(Data excerpts)
● ● ● ● ● ● ●

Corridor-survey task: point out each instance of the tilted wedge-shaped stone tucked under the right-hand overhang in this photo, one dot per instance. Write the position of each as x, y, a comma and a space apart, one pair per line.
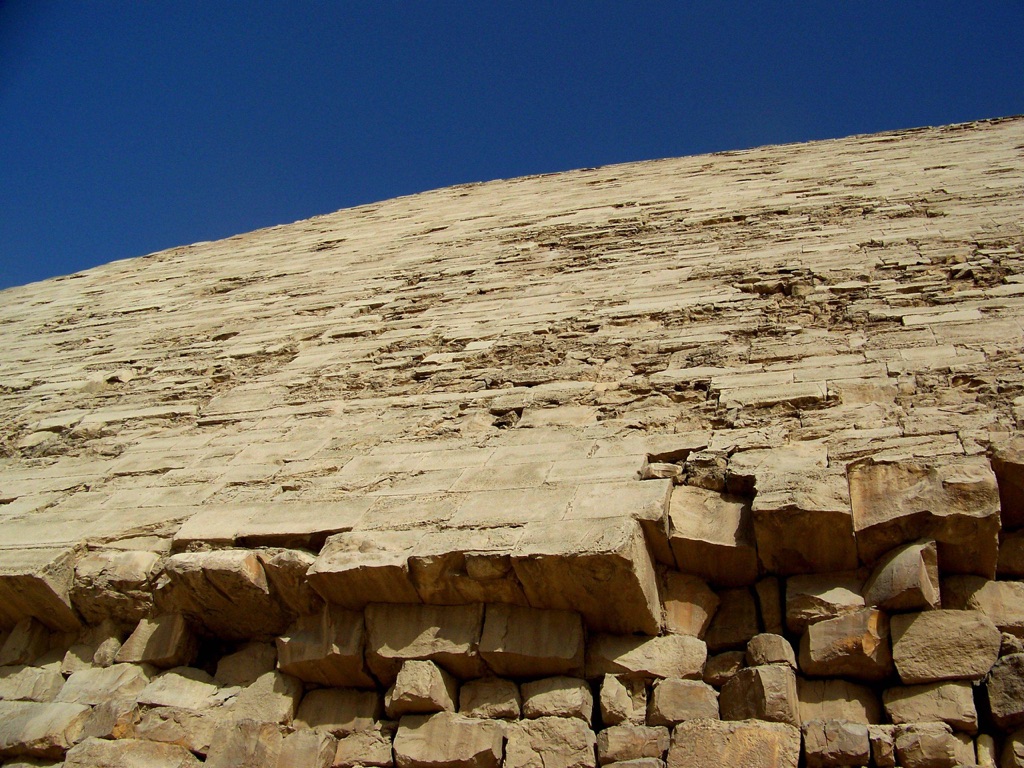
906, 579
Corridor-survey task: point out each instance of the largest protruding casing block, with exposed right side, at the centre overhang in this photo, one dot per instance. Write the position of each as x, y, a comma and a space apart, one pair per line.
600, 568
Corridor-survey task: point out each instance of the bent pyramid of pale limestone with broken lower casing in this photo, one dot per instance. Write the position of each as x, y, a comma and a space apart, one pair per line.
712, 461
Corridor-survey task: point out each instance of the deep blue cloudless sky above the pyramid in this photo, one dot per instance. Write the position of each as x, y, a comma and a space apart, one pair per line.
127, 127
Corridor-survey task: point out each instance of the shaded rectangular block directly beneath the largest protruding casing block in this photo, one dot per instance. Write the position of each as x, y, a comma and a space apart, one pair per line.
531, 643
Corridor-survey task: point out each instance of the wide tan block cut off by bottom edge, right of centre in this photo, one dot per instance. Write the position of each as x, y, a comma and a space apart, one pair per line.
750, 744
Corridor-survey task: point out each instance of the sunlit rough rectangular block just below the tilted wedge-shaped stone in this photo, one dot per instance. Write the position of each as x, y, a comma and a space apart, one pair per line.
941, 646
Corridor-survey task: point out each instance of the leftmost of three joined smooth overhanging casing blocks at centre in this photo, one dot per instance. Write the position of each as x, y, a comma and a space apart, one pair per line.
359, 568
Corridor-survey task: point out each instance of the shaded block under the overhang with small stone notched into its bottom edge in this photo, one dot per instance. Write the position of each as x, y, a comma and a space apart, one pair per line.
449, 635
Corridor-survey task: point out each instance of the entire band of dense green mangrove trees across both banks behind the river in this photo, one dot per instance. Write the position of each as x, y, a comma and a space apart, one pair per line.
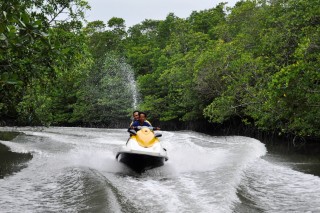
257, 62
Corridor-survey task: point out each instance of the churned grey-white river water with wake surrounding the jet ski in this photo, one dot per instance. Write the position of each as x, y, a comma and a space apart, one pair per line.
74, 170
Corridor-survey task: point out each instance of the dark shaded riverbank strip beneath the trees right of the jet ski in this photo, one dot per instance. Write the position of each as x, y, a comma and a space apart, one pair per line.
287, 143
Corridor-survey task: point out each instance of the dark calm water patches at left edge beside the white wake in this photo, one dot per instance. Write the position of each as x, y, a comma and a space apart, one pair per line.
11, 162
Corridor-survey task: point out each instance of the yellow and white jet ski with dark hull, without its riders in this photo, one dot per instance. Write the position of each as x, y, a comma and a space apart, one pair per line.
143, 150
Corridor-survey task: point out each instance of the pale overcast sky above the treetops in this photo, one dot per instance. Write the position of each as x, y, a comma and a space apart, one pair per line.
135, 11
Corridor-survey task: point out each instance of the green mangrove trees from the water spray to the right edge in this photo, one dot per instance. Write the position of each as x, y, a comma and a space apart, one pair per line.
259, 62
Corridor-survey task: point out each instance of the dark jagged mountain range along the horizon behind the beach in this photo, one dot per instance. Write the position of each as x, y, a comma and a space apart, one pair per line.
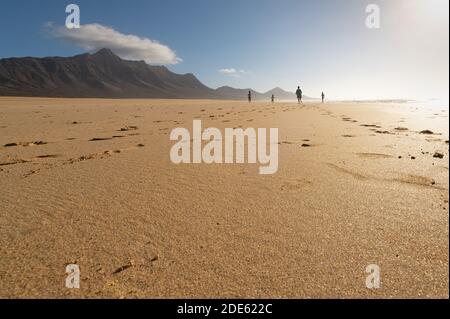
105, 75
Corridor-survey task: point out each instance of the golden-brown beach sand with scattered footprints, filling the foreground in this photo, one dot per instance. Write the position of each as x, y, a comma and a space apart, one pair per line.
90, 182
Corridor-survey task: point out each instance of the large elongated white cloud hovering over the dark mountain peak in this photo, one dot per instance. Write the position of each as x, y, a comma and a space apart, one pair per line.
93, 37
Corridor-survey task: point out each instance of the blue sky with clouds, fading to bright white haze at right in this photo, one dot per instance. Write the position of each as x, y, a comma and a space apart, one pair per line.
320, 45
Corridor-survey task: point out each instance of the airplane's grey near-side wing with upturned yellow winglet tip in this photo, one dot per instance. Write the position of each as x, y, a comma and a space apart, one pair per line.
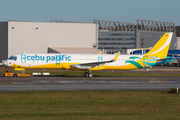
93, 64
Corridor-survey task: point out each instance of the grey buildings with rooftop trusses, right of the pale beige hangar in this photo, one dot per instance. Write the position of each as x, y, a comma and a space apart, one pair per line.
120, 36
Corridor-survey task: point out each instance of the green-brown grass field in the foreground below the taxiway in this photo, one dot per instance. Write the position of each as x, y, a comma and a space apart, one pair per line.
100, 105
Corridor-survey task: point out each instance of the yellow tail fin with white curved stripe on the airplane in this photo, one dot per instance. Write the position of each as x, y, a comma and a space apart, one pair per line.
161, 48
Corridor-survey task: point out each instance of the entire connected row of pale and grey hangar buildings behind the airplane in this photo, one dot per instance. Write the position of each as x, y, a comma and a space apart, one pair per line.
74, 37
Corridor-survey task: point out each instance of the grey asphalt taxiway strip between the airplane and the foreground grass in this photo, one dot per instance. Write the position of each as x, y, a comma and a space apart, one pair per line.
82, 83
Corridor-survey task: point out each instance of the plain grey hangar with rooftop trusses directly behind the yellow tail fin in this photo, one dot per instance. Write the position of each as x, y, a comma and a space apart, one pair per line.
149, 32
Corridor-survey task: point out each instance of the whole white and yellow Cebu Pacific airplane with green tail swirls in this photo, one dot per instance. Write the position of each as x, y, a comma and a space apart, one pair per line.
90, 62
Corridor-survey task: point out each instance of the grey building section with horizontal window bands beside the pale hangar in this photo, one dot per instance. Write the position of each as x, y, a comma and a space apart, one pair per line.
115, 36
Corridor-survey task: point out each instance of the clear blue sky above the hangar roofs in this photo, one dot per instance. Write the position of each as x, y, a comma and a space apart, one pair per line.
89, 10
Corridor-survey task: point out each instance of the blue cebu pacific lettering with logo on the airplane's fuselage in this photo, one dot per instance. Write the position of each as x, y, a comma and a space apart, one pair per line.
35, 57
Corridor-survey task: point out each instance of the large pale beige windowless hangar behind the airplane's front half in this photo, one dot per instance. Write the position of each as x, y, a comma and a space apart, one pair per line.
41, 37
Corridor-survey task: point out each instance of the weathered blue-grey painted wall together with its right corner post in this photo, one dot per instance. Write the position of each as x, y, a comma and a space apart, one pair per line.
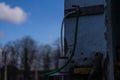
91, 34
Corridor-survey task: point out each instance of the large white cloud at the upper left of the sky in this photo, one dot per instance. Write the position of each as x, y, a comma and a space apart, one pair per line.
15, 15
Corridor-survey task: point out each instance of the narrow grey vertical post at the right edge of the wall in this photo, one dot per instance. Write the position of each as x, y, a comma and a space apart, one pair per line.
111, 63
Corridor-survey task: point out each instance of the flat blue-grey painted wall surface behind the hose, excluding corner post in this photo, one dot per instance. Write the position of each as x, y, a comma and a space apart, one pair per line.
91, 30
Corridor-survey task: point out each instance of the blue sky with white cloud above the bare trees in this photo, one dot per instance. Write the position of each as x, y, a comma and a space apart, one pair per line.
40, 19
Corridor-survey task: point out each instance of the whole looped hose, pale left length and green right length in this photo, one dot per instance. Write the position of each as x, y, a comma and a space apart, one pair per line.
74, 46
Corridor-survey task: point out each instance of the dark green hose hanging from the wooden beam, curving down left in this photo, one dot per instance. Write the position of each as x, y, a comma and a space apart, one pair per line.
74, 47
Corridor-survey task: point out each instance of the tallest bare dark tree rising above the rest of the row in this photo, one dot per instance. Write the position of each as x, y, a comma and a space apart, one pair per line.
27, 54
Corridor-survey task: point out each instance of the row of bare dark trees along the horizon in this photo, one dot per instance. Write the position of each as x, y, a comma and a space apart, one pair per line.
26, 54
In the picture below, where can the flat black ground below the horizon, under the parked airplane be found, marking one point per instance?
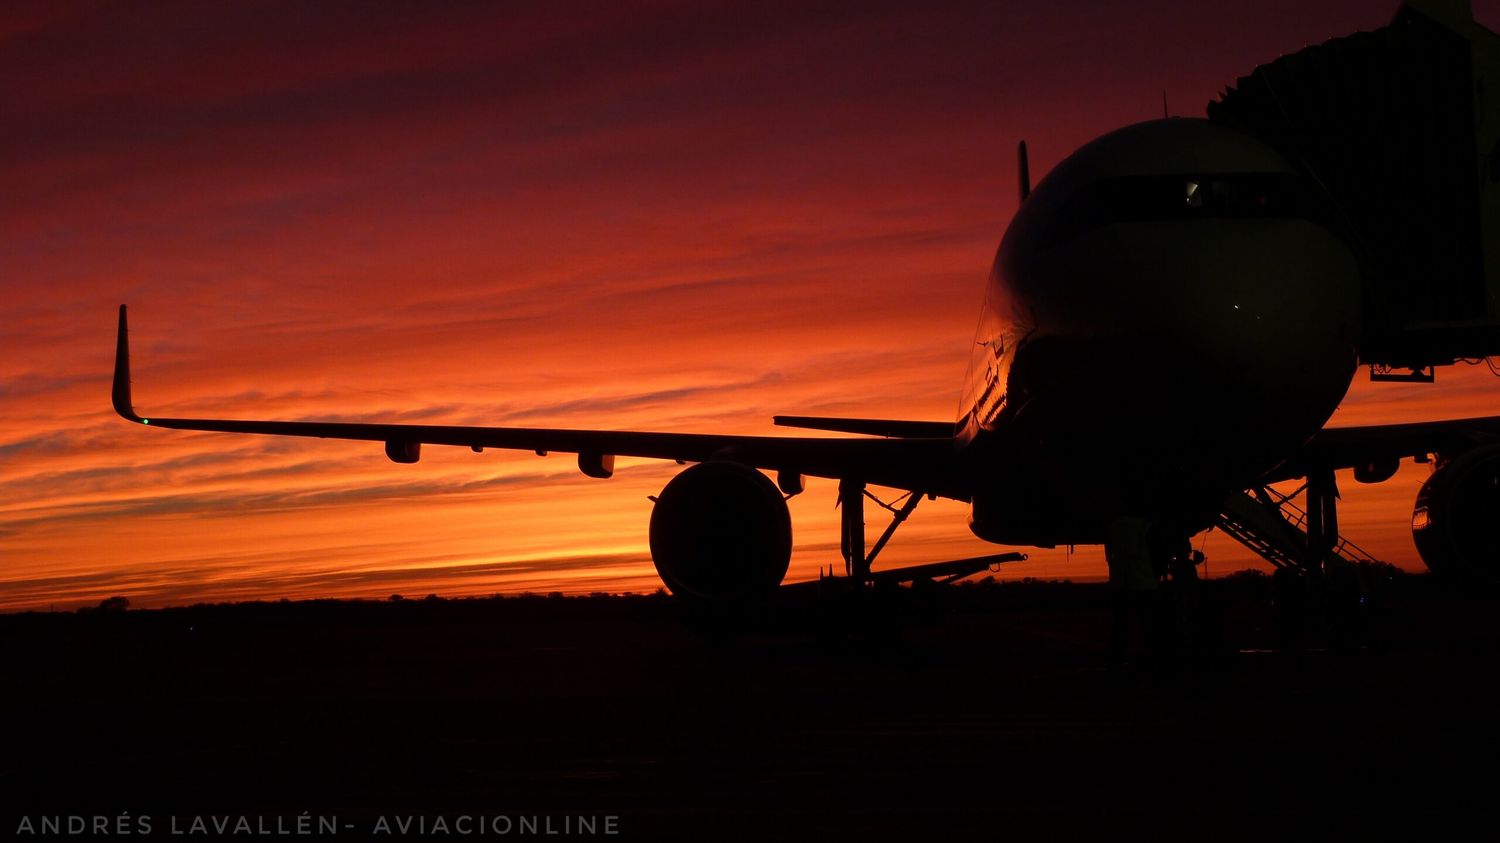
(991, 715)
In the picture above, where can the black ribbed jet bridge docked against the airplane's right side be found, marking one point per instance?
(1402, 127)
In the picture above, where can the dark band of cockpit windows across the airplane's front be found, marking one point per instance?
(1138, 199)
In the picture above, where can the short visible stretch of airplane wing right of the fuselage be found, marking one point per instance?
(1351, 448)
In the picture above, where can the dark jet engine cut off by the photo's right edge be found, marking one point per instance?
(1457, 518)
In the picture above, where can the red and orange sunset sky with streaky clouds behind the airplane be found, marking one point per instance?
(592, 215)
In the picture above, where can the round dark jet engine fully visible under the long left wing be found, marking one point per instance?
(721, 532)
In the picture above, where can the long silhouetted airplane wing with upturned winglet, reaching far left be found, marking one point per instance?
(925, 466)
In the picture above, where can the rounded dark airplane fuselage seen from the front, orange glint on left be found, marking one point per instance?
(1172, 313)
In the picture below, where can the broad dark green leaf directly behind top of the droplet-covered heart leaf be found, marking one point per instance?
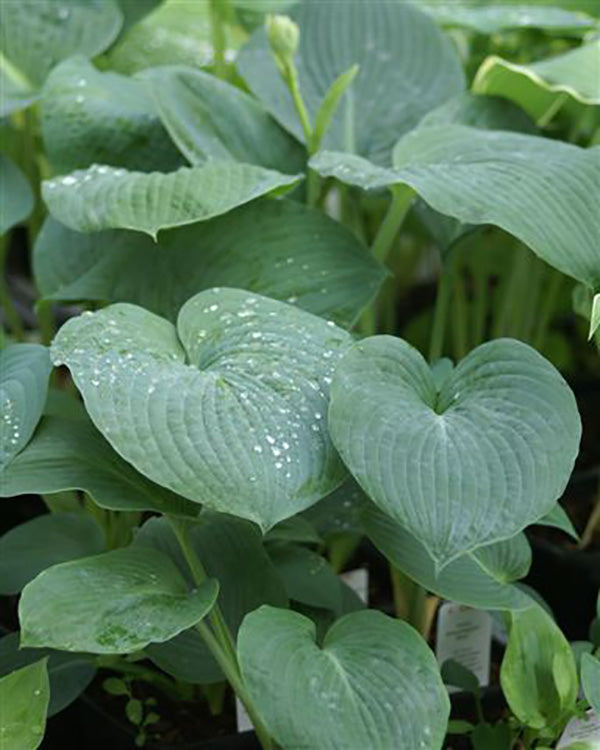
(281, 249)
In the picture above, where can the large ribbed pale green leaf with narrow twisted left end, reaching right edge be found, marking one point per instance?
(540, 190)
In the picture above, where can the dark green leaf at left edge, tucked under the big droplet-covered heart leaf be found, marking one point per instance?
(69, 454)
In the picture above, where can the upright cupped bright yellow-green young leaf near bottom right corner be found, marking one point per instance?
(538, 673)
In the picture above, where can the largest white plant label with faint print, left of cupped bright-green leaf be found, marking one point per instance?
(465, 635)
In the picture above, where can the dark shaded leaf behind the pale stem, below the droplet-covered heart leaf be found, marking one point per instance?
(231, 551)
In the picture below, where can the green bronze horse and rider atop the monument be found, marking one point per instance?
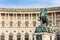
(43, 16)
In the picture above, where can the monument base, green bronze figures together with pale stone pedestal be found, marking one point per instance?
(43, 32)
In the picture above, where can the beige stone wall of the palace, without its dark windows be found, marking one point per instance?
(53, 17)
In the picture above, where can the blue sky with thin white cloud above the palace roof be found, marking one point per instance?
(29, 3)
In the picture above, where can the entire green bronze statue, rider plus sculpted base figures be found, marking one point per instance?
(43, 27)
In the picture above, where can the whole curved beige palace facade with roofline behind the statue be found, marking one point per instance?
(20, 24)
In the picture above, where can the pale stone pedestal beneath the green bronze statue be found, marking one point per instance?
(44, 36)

● ● ● ● ● ● ●

### What you will do
The response must restate exactly the lines from the one containing "In the picture above, where can the upright" through the end of the records above and must leave out all pictures.

### Your solution
In the picture above, where can the upright cupped bright yellow-green young leaf near bottom right corner be found, marking one point per instance?
(538, 673)
In the picture above, where can the largest white plant label with faint print, left of cupped bright-green leaf be found, marking one point per instance?
(465, 635)
In the picture above, where can the dark shaded leaf behind the pale stem, below the droplet-covered heart leaf be found, marking one point per instance?
(231, 551)
In the picture below, where can the green bronze horse and rider atop the monument be found, marking one point per instance?
(43, 16)
In the picture above, where can the monument base, green bronze figures together with pale stone pedestal be found, marking one point per instance?
(43, 32)
In the picture above, where can the beige stone wall of the palace, without its dark windows be found, marking one point per instance?
(53, 17)
In the picture above, where can the blue sky with thin white cloud above the palace roof be found, marking one point per instance?
(29, 3)
In the picture above, where can the entire green bronze statue, rider plus sculpted base figures be found, marking one point per instance?
(43, 27)
In the picture above, where can the whole curved beige palace facade with roofline behind the statue be found, marking one point per instance?
(20, 24)
In the picture above, where can the pale stone pedestal beneath the green bronze statue be found, marking one point per instance?
(44, 36)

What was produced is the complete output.